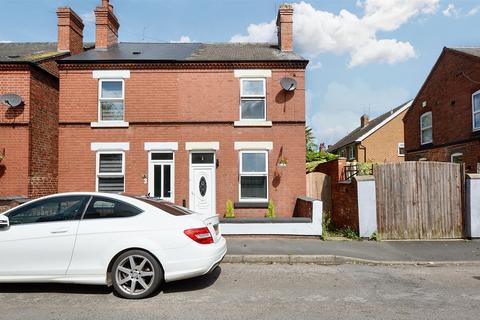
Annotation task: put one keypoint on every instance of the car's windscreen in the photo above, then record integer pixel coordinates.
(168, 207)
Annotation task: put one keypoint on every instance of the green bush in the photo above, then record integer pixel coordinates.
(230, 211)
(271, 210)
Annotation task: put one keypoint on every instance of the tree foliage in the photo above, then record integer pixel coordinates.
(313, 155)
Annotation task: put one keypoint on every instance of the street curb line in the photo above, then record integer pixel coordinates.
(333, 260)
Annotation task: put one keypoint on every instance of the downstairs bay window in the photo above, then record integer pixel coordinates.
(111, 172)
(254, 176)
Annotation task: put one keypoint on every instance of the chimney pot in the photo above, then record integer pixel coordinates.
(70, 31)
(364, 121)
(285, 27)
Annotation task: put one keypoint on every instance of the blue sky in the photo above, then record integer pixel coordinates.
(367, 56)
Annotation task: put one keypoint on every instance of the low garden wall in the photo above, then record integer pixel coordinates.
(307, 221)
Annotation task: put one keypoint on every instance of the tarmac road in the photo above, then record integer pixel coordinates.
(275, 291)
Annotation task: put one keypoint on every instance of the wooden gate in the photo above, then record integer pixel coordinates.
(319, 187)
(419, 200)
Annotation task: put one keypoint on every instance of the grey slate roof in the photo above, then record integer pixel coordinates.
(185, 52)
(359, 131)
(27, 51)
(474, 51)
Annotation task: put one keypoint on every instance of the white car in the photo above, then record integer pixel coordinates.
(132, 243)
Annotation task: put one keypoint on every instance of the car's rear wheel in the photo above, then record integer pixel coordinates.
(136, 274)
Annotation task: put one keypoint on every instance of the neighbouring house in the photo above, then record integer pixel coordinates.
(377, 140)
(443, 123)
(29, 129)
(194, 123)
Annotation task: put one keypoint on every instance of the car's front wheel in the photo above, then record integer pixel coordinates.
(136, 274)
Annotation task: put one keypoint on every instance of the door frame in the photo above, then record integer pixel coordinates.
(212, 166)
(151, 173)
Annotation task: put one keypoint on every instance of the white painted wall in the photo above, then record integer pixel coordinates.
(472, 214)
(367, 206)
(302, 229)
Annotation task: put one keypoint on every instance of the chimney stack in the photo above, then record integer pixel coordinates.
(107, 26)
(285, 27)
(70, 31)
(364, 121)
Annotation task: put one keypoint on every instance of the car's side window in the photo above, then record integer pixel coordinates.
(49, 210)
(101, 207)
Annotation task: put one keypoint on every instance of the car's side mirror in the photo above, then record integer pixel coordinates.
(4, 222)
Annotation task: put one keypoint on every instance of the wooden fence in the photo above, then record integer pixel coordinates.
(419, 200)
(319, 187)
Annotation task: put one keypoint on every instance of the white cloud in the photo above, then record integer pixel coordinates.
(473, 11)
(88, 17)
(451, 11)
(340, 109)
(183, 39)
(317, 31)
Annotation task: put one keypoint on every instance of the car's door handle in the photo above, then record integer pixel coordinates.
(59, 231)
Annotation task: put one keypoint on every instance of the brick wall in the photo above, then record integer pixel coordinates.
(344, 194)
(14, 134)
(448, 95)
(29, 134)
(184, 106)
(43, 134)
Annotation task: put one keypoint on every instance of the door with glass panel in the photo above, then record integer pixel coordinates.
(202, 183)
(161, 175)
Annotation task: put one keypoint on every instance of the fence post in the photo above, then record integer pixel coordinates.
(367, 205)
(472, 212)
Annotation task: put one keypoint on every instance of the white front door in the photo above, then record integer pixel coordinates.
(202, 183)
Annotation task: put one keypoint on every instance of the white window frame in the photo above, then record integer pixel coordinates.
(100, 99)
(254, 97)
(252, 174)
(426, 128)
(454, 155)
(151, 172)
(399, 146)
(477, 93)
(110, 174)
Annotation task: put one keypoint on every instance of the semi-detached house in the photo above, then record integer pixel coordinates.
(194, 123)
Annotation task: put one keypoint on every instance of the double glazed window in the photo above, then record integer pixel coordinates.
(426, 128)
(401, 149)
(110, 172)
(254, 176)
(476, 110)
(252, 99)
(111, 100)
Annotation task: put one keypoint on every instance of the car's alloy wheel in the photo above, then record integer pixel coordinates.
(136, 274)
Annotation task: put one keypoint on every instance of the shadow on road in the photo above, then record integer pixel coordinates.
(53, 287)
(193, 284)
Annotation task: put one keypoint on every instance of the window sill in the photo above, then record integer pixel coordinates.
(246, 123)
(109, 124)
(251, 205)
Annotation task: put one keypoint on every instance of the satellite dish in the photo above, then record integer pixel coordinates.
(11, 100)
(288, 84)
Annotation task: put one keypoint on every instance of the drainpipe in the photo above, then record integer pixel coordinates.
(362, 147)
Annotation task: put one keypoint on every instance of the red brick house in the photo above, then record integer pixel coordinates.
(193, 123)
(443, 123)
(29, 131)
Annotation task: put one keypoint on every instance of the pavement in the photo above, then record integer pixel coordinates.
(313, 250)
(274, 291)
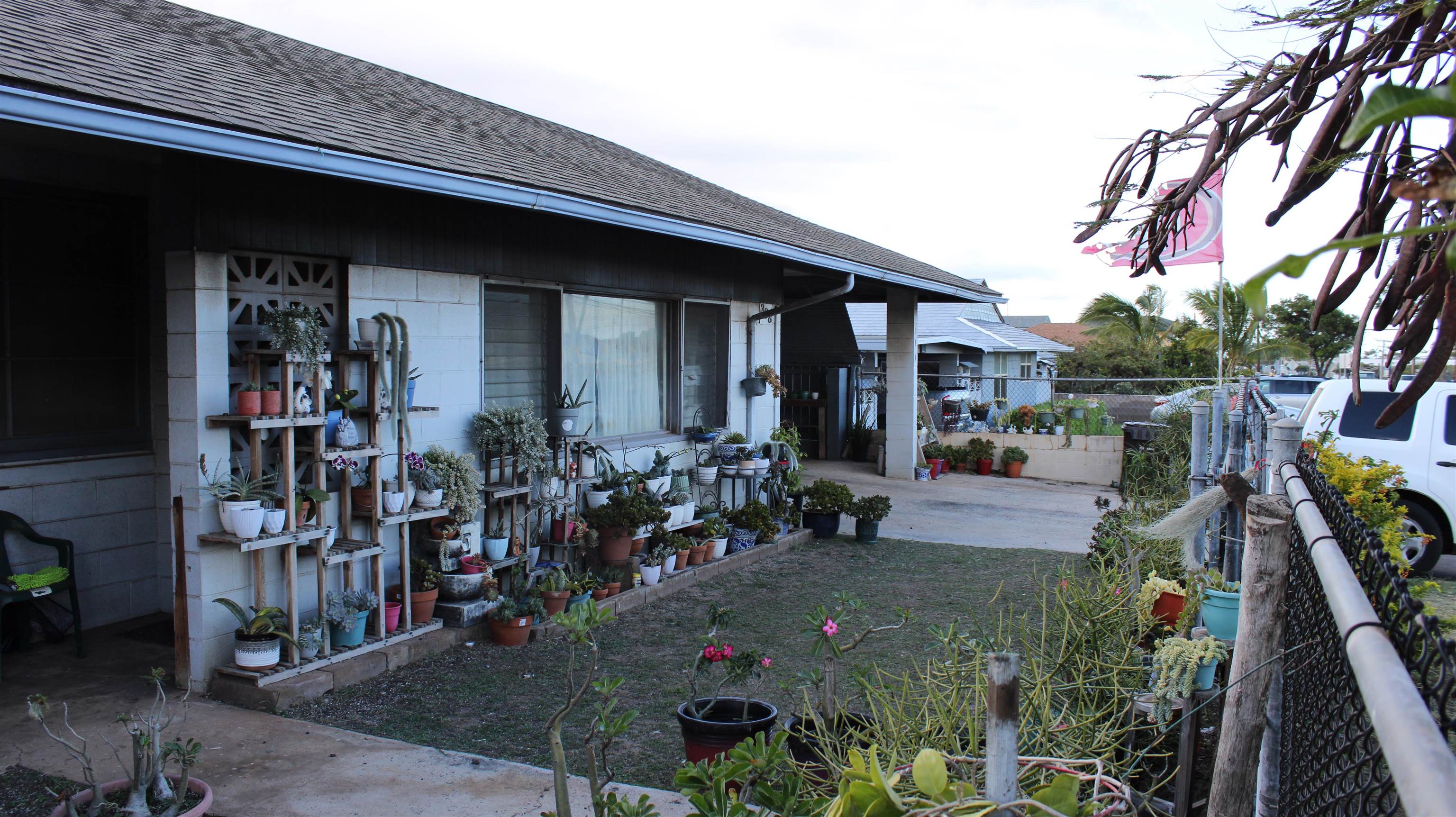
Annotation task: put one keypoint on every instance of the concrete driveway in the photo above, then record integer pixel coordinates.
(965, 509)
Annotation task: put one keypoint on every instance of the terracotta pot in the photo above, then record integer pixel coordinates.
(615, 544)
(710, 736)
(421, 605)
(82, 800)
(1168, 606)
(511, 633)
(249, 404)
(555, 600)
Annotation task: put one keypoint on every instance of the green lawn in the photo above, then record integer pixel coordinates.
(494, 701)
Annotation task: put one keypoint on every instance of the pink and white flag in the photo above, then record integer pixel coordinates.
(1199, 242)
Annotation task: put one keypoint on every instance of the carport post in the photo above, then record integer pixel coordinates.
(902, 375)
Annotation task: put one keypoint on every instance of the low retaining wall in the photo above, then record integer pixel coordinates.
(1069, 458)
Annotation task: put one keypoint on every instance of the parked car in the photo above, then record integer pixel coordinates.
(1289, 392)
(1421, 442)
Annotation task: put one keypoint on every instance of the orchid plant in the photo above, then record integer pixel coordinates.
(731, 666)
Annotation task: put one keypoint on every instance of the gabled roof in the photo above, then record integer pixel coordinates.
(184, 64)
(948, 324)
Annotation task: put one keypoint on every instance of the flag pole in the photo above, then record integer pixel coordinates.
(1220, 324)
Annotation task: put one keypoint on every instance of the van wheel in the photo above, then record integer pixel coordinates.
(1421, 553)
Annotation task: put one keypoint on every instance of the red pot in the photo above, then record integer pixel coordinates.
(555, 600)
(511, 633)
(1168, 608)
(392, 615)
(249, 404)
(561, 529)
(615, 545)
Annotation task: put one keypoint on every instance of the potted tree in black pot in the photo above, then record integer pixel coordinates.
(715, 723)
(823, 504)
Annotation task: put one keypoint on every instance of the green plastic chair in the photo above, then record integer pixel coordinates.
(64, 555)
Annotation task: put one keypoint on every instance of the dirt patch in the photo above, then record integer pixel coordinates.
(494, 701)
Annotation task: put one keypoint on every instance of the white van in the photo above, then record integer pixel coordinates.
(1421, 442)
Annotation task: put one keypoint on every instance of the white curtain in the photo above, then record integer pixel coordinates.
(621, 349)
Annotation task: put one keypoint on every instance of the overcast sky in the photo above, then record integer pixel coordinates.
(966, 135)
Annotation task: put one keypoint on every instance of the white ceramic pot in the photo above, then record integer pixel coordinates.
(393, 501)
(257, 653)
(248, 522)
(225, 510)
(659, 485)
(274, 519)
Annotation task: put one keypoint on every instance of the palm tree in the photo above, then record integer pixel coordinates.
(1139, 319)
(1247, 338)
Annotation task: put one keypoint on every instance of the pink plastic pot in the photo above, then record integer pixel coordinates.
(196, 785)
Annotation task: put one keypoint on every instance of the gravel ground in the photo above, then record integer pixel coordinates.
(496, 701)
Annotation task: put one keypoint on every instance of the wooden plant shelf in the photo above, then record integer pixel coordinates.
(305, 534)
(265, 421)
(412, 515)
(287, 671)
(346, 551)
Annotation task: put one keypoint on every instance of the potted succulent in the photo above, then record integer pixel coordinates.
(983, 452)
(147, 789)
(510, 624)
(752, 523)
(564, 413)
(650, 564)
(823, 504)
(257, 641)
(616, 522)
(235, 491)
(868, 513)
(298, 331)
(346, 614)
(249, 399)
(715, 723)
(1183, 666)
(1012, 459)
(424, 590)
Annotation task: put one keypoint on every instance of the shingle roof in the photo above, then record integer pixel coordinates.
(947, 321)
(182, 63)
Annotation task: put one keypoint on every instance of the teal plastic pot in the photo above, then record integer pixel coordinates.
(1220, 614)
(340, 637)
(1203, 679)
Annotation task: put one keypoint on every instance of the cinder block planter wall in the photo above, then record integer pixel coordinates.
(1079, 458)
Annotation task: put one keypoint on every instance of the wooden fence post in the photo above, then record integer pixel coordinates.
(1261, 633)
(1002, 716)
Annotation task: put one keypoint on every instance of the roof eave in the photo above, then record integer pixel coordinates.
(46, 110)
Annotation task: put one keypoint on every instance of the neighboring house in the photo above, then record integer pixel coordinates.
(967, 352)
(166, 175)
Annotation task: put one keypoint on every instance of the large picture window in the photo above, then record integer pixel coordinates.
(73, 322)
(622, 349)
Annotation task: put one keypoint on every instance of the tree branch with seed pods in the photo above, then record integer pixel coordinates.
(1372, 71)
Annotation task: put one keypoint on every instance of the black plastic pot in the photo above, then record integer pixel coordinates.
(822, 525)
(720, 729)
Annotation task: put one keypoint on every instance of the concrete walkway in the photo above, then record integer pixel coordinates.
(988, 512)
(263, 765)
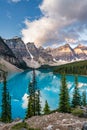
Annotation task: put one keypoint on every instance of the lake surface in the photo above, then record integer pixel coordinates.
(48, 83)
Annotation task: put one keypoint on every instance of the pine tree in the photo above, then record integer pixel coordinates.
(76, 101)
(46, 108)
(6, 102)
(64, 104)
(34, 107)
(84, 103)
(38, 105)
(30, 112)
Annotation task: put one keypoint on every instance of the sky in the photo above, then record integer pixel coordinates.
== == ==
#### TASK REQUIREMENTS:
Copy the rows word for word, beginning at the line that contains "of the parked" and ending after the line that contains "(1421, 553)".

#### TASK SOLUTION:
Annotation task: put one keypoint on every instance of the parked car in the photo above, then record integer pixel coordinates.
(1289, 392)
(1421, 442)
Annotation task: put one keypoint on every instance of the orchid plant in the photo above, then record integer pixel coordinates.
(731, 666)
Annotation task: put one keypoint on every instance of the gabled roof in the photo above, then record integer pixel coordinates.
(184, 64)
(948, 324)
Annotation task: put one keypoint on every instance of the flag pole in the photo above, then record integer pixel coordinates.
(1220, 324)
Annotation task: put one keypoint on every instance of the van wheel in the photo above, then record integer pixel coordinates.
(1421, 553)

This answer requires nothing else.